# Text to read
|---|
Analysis from Israel
Reform of Israel’s political system must include checks and balances among the three branches of gov’t.

Avigdor Lieberman has focused media attention on Israel’s system of government by conditioning his entry into the coalition on radical changes. Yet Lieberman is far from the only person advocating governmental reform. Various citizen lobby groups are pushing this issue, and a few organizations have even prepared draft constitutions. The Knesset Constitution Committee was working on a constitution before the March elections, and planned in this context to consider changing the system of government. And President Moshe Katsav appointed a blue-ribbon commission to examine this issue; its recommendations will be submitted soon.

The various proposals offer a wide variety of ideas. But many of them share a common flaw: a failure to create checks and balances among the three branches of government, in order to prevent any one branch from accumulating excessive power.

Lieberman’s proposal is an excellent example. Though he claims to have modeled his system after that of America, it contains none of the checks and balances included in the US Constitution. For instance:

• In America, while the president appoints the cabinet, the Senate must confirm his choices. Lieberman would give the president sole authority over cabinet appointments.

• In America, while the president is responsible for foreign policy, treaties require approval by a two-thirds majority of the Senate. In Israel, by law, no Knesset approval at all is needed; cabinet approval is sufficient. And while most prime ministers have submitted major treaties to the Knesset as a courtesy, a special majority has never been required; simple majority approval has always been enough. Since Lieberman’s bill leaves this situation unchanged, it would in fact enable the president to sign binding treaties virtually singlehandedly, needing only the consent of a hand-picked cabinet formed with no Knesset input.

• In America, since congressmen are elected by district rather than by party slate, Congress can be controlled by the opposition. Presidents also sometimes face opposition from members of their own party, as congressmen ultimately answer to their constituents rather than the president. Lieberman’s bill, however, retains Israel’s current electoral system, in which MKs are chosen by, and therefore answerable to, party institutions rather than the voters. And to make doubly sure that parliament never challenges the president, it would also allow the president to dissolve the Knesset any time he considers it too dominated by the opposition to enable “proper governmental functioning.”
|---|
[Data items]
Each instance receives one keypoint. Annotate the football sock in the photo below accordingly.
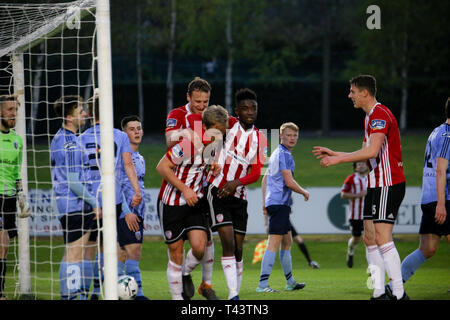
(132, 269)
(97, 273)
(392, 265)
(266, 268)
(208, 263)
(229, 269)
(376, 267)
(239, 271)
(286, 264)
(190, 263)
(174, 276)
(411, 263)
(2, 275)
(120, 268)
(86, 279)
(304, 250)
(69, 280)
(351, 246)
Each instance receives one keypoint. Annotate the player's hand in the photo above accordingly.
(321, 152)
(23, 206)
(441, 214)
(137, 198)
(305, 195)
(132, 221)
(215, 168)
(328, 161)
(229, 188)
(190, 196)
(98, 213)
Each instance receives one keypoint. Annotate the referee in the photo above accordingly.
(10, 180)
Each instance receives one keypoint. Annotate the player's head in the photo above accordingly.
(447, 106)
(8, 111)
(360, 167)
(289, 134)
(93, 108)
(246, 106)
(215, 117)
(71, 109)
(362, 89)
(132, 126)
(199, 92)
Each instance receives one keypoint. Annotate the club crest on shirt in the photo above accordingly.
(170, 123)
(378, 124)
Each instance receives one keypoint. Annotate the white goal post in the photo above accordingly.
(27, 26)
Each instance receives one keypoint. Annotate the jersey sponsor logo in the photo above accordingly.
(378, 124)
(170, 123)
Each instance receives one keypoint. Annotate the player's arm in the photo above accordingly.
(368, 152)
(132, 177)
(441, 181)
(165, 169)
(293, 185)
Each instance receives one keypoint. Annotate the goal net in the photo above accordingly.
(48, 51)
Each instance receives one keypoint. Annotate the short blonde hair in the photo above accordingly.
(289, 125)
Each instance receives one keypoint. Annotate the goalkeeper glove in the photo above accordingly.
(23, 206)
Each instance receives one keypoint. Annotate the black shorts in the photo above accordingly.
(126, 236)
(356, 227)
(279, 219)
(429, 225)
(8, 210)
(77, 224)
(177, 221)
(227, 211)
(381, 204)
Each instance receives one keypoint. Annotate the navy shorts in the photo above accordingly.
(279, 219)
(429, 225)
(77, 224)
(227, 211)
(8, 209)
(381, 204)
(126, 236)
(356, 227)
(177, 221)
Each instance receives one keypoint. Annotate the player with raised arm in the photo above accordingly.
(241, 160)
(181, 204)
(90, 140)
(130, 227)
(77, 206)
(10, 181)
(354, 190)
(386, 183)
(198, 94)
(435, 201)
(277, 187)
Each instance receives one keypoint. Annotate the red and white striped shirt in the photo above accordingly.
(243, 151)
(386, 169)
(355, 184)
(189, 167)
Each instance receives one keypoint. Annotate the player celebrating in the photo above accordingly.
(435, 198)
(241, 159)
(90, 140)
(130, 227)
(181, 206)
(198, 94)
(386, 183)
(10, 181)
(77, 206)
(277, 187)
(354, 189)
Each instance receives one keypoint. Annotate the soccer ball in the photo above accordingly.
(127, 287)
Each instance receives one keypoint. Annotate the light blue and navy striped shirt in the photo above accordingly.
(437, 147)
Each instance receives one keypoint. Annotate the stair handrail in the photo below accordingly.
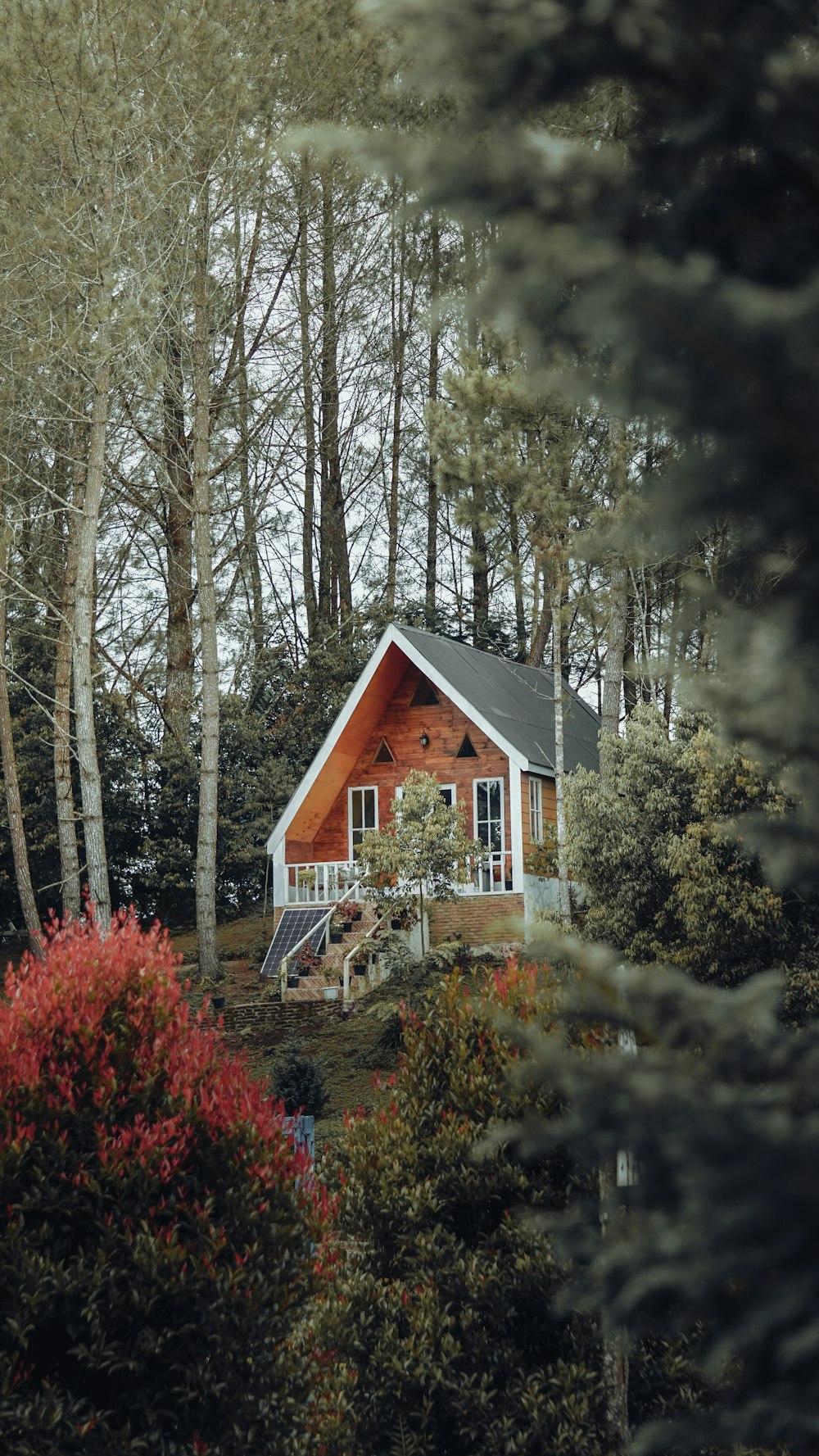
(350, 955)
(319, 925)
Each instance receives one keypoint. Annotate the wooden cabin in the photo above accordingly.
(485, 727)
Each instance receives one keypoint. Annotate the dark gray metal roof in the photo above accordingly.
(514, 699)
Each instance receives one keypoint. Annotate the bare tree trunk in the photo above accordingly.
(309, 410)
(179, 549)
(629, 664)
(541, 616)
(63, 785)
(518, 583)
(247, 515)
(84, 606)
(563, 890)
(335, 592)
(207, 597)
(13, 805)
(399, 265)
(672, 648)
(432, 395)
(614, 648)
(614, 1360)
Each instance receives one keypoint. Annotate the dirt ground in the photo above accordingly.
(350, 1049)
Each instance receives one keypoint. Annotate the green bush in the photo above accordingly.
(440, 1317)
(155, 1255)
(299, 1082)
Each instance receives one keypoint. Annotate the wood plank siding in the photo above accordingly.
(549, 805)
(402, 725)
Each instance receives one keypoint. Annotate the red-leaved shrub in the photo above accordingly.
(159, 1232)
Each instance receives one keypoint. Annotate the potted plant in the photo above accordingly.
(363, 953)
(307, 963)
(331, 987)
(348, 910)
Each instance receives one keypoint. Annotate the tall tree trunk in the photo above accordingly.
|---|
# Aim
Please summarize the analysis of Israeli government reform in two sentences.

# Result for this task
Avigdor Lieberman and others, including citizen lobby groups, the Knesset Constitution Committee and a presidential commission, are pursuing changes to Israel's system of government, but many proposals fail to create checks and balances among the three branches. Lieberman claims his plan is modeled on the American system, yet it lacks US-style checks: it would give the president sole authority over cabinet appointments, leave treaties requiring no Knesset approval, keep the current party-slate electoral system, and let the president dissolve the Knesset.